## Records provided
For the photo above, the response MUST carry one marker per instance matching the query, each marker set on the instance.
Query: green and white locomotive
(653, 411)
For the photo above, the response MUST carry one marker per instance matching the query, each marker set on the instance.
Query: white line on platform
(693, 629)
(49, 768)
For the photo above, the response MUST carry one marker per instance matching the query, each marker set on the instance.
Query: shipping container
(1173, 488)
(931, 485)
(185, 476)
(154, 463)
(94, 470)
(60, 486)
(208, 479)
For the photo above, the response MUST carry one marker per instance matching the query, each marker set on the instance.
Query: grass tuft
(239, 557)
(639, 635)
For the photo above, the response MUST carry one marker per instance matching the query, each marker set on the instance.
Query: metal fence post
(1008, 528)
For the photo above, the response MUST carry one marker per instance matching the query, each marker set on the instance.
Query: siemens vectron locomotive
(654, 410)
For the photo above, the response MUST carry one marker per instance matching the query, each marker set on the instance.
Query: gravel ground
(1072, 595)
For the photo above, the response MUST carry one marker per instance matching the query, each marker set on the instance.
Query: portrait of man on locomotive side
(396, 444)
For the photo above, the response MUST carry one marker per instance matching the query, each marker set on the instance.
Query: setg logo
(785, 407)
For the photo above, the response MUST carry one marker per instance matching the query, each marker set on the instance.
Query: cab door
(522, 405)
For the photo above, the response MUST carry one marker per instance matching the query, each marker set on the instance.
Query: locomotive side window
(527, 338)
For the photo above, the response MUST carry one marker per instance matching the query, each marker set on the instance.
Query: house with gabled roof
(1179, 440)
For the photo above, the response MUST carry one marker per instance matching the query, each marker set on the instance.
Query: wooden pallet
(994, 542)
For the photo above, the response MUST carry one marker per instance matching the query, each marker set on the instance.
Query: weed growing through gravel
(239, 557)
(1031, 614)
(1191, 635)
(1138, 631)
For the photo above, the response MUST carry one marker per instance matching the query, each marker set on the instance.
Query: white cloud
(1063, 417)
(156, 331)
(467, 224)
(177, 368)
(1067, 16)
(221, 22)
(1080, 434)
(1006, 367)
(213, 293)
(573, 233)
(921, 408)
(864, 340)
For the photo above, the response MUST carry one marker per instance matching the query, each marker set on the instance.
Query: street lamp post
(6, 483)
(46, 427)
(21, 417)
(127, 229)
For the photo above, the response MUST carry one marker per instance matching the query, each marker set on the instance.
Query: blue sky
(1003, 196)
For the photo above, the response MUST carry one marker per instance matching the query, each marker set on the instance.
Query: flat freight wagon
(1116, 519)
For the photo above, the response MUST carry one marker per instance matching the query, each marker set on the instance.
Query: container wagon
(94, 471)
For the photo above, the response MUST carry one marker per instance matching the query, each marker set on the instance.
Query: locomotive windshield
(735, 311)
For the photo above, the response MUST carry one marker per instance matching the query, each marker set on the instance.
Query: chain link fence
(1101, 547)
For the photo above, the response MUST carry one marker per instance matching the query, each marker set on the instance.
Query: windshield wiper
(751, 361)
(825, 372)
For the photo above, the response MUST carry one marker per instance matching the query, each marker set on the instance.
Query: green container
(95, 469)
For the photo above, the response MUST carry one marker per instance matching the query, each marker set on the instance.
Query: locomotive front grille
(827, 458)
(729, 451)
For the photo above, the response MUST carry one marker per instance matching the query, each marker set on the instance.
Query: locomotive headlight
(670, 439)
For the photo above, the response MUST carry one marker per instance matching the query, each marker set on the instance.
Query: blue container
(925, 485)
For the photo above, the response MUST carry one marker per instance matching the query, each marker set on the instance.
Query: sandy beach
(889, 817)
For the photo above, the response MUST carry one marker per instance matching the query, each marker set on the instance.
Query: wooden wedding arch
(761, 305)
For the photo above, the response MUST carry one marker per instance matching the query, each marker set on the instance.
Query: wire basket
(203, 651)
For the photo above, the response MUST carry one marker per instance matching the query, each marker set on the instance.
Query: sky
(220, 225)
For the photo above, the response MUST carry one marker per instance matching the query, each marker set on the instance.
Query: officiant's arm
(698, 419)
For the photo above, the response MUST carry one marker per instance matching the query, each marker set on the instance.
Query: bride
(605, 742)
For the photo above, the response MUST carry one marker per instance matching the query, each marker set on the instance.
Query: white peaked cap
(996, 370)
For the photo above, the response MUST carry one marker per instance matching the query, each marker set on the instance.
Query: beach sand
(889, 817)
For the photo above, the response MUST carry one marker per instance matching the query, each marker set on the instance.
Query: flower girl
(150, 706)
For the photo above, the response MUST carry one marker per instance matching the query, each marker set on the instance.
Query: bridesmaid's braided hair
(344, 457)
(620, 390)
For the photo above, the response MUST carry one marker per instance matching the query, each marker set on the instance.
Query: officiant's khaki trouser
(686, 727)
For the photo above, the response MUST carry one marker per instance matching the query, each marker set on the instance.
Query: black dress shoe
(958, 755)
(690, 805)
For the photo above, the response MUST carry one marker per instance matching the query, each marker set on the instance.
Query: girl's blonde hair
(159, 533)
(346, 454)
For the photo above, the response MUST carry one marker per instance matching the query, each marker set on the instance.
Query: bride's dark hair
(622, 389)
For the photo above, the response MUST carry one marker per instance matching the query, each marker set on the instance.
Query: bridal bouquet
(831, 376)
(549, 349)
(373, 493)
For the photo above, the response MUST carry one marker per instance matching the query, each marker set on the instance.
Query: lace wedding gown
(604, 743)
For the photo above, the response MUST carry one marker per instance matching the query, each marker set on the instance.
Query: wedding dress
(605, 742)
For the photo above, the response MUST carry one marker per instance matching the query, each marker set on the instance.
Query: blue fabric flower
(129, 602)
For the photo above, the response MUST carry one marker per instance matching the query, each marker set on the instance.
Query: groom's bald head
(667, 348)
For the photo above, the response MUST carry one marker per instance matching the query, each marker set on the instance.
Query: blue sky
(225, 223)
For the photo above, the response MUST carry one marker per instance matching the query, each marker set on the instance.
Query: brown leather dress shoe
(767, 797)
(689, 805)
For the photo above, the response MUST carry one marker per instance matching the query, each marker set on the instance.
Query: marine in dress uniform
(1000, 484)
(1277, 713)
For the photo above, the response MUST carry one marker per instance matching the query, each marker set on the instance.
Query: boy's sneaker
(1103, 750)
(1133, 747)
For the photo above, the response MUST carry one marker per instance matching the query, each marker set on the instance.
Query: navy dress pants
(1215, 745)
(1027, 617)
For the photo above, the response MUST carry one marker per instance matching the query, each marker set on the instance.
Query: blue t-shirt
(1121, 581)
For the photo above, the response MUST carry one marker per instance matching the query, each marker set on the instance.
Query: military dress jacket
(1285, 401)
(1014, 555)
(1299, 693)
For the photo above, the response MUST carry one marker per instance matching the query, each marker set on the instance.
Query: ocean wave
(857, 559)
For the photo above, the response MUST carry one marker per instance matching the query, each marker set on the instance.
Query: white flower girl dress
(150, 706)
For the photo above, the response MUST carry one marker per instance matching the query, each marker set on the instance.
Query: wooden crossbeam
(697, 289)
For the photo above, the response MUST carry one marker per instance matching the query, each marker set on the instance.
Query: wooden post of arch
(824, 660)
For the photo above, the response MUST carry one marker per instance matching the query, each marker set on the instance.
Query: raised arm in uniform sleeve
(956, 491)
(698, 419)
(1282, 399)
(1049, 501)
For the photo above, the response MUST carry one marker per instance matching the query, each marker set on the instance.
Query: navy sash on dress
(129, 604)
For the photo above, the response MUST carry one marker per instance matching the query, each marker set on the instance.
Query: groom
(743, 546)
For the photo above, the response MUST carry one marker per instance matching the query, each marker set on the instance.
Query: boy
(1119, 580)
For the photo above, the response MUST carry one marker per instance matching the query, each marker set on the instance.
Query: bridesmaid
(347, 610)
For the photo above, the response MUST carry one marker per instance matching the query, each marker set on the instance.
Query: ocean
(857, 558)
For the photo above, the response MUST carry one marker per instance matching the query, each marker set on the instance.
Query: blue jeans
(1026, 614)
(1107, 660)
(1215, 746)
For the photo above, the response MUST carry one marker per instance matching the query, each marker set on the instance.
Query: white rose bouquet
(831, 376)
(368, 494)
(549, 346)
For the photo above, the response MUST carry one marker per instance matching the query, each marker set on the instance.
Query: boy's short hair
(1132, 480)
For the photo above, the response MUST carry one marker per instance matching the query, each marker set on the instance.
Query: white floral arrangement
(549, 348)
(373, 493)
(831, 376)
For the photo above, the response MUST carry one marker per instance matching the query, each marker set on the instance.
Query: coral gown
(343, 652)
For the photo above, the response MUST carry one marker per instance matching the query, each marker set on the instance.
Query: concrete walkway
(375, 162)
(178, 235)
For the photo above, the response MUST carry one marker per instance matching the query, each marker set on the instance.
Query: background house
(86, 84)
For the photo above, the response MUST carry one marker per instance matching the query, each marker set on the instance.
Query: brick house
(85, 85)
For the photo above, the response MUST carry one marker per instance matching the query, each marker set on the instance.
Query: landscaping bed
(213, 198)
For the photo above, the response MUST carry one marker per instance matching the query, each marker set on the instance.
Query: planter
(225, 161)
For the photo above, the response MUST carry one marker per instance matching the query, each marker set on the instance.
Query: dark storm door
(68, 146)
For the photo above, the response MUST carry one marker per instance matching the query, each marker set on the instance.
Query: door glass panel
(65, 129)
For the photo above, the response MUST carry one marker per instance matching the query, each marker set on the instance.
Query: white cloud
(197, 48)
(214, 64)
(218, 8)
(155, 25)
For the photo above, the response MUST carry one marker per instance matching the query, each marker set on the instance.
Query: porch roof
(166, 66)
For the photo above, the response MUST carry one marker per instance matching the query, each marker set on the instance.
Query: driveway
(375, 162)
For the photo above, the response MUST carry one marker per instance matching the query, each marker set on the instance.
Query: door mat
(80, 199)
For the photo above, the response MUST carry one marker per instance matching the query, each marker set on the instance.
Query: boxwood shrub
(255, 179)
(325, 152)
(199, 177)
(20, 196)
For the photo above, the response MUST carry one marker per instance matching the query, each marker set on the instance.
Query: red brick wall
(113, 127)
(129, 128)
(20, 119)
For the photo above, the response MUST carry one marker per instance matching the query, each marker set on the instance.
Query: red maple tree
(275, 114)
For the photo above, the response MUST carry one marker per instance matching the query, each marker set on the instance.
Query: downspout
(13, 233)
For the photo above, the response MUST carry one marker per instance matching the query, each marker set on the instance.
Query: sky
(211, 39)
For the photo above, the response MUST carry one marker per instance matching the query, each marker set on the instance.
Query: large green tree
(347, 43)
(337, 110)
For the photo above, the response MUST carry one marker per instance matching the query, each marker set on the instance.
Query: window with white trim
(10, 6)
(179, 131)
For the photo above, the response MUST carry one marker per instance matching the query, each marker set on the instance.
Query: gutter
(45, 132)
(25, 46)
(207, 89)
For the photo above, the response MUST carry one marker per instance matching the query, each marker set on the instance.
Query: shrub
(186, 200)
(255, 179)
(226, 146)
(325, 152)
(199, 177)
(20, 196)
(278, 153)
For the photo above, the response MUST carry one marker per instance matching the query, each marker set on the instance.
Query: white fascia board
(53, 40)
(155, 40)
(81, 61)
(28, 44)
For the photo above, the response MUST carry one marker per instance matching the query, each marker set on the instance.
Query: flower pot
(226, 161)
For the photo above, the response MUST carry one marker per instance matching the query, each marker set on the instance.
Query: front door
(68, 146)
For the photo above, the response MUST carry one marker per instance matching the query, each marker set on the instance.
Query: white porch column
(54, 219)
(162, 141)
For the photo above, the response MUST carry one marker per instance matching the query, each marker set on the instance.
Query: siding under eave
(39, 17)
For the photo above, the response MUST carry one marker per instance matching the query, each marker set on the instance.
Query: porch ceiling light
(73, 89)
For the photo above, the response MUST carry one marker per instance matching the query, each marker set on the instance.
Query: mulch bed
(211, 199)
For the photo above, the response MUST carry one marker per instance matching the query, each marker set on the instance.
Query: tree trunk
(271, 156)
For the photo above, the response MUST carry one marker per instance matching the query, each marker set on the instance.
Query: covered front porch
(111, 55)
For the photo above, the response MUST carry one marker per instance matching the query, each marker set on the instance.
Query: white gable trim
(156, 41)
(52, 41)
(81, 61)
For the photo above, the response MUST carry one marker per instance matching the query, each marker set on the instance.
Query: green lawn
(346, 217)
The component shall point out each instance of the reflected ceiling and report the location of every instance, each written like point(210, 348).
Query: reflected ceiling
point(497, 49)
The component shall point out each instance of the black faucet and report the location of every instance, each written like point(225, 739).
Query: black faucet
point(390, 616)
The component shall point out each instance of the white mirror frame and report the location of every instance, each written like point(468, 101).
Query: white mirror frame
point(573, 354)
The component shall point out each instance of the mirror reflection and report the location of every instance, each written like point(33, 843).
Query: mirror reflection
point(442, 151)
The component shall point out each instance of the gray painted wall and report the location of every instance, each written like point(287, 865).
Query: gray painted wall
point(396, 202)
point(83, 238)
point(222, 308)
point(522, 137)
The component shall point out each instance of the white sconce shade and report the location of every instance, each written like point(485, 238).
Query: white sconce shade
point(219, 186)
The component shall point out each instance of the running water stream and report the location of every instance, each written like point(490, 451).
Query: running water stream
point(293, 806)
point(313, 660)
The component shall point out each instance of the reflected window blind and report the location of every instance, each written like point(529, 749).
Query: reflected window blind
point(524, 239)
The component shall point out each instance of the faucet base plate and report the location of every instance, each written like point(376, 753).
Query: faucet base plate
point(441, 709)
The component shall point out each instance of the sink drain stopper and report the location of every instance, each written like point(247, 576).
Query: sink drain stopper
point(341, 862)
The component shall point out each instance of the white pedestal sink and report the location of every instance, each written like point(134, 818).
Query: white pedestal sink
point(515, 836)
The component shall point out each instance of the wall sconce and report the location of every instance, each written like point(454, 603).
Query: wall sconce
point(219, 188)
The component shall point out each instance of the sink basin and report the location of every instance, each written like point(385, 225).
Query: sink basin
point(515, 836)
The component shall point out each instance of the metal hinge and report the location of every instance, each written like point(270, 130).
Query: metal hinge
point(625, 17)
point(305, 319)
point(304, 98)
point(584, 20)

## Goal of the exercise
Everything from the line containing "Query: wall sconce" through the final line of the listing, inclusive, must be reproduced exactly; leave out the rest.

## Response
Query: wall sconce
point(219, 188)
The component shall point out each instance of the sink basin and report the location of every instance, each written like point(385, 225).
Query: sink basin
point(515, 836)
The component shall point out each instance of the metal hinge and report the location of every instance, each written like point(270, 130).
Query: metal hinge
point(625, 17)
point(305, 319)
point(304, 98)
point(584, 20)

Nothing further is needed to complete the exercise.